##### Extracted data

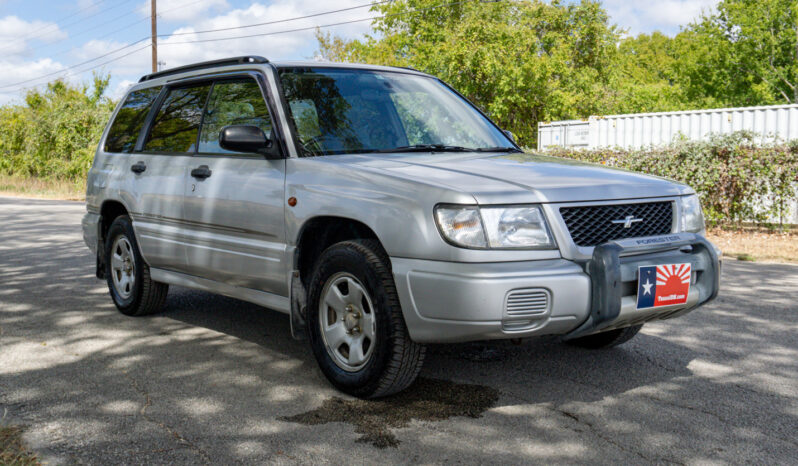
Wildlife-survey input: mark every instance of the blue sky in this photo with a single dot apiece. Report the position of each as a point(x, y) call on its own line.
point(45, 38)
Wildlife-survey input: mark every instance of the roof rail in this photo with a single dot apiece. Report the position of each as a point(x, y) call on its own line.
point(206, 64)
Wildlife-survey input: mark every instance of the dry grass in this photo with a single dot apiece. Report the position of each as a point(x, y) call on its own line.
point(757, 245)
point(42, 189)
point(12, 450)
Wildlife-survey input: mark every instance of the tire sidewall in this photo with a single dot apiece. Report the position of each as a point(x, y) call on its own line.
point(122, 226)
point(344, 258)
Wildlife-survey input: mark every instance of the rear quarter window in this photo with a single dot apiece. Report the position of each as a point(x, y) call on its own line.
point(129, 120)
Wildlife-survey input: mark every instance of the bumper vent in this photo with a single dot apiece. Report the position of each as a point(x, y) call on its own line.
point(530, 302)
point(593, 225)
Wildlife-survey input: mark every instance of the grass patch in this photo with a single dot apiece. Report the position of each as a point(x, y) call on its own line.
point(18, 186)
point(12, 449)
point(757, 244)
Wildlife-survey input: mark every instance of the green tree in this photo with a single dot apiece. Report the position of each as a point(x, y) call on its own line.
point(745, 53)
point(55, 133)
point(522, 62)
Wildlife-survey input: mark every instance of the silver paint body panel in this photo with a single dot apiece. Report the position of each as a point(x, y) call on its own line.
point(234, 234)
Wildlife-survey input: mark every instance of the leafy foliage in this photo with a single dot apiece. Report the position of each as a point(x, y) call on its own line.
point(531, 61)
point(55, 133)
point(737, 179)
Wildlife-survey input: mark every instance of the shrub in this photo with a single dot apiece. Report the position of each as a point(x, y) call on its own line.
point(54, 134)
point(737, 179)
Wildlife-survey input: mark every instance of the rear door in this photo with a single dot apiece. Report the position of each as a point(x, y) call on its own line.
point(162, 165)
point(234, 205)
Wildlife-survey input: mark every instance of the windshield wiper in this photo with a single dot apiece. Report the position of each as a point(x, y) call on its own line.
point(497, 149)
point(426, 148)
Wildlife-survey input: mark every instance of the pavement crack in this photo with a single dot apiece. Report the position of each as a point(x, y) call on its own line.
point(596, 431)
point(206, 459)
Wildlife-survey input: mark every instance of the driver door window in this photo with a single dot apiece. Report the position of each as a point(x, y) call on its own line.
point(233, 103)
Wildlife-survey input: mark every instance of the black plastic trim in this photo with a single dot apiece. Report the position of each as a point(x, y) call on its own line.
point(243, 60)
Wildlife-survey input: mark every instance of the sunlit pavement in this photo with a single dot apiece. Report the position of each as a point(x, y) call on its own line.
point(215, 380)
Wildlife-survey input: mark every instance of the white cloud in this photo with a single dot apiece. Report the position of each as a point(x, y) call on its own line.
point(665, 15)
point(16, 35)
point(14, 72)
point(176, 49)
point(182, 10)
point(120, 89)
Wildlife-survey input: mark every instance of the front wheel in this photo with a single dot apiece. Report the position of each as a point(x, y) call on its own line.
point(606, 339)
point(132, 289)
point(356, 328)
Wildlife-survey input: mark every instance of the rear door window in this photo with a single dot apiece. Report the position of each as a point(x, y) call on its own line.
point(233, 103)
point(129, 120)
point(177, 123)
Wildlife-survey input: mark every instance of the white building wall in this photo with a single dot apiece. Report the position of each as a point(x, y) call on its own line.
point(638, 130)
point(652, 129)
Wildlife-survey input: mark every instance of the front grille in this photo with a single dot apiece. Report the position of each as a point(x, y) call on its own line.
point(527, 302)
point(592, 225)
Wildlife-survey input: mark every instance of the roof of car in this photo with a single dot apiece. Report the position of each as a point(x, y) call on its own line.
point(198, 69)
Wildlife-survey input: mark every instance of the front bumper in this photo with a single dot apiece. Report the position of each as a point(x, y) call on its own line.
point(453, 302)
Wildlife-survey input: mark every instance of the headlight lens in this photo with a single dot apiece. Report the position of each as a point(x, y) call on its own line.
point(503, 228)
point(461, 226)
point(516, 227)
point(692, 216)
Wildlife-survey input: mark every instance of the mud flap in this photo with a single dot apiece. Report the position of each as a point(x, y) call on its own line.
point(99, 271)
point(299, 301)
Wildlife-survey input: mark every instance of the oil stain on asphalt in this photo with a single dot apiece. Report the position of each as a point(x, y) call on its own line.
point(425, 400)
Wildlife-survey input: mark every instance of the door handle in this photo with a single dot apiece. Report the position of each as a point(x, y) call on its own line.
point(138, 167)
point(201, 172)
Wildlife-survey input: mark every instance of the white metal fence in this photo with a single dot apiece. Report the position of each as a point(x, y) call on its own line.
point(638, 130)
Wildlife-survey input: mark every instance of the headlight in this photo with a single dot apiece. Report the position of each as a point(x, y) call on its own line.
point(512, 227)
point(461, 226)
point(692, 217)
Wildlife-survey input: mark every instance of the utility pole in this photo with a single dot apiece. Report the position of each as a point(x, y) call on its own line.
point(154, 22)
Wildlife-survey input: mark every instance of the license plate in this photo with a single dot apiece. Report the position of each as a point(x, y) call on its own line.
point(663, 285)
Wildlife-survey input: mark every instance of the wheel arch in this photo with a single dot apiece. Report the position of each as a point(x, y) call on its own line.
point(318, 233)
point(314, 236)
point(110, 209)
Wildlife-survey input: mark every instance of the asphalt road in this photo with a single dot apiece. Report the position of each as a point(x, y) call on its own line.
point(215, 380)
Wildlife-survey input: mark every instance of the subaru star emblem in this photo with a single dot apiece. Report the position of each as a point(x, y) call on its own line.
point(628, 221)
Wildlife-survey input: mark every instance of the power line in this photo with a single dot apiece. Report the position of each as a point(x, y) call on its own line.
point(278, 21)
point(417, 10)
point(76, 65)
point(33, 33)
point(75, 73)
point(117, 30)
point(414, 11)
point(86, 18)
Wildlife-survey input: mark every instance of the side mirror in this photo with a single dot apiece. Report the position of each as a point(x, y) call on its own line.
point(246, 138)
point(509, 135)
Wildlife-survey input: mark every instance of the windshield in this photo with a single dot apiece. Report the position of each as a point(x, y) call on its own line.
point(339, 111)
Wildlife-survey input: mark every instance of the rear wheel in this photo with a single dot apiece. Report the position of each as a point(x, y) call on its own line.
point(356, 328)
point(128, 276)
point(606, 339)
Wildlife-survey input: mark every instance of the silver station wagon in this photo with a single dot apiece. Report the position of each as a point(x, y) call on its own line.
point(382, 211)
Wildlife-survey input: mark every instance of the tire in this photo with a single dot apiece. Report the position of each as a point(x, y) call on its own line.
point(606, 339)
point(132, 289)
point(387, 361)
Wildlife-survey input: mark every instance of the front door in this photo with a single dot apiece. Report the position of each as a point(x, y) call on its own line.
point(161, 171)
point(234, 203)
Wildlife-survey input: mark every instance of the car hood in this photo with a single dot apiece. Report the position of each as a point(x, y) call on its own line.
point(520, 177)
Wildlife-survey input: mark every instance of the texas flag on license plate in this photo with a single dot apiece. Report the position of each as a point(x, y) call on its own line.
point(663, 285)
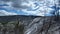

##########

Copy out, character for character, the stretch of lines from the one containing "Wildlife-survey input: mark every instance of the front wheel" through the one containing "point(425, 400)", including both of those lines.

§ **Answer to the task**:
Wildlife-survey input: mark every instance of the front wheel in this photo with a single dot apiece. Report the position of each as a point(x, y) call on its own line.
point(606, 339)
point(132, 289)
point(356, 328)
Wildlife-survey input: mark every instance of the rear door window in this photo with a single dot apiece. Report the position of each as a point(x, y) call on its own line.
point(233, 103)
point(129, 120)
point(177, 123)
Wildlife-survey input: mark every instance of the white building wall in this photo with a single dot apiece. Report the position of each as a point(x, y) call on its own line.
point(638, 130)
point(652, 129)
Wildlife-survey input: mark every instance of the front grille in this photo with a single dot apiece. Report the position of each as a point(x, y) call on its own line.
point(527, 302)
point(592, 225)
Wildlife-survey input: mark every instance of the roof of car in this photo with a single dot apiece. Report the position of each as a point(x, y) call on its own line.
point(198, 69)
Wildlife-survey input: mark every instance of the front bumper in this photo with a single dot apiece. Report the position of each as a point(x, y) call on its own line.
point(453, 302)
Wildlife-survey input: mark every instance of the headlight lens in this photo with a single dot apiece. Report the position of each as a point(x, y) call on its own line.
point(503, 228)
point(461, 226)
point(516, 227)
point(692, 216)
Wildlife-survey input: mark every instance of the mud flap in this photo with a single dot apiece. Report the position of each as a point(x, y) call on its own line.
point(99, 271)
point(299, 301)
Wildlife-survey input: mark every instance of the oil stain on asphalt in this photo with a single dot apiece. Report the position of each as a point(x, y) call on its own line.
point(425, 400)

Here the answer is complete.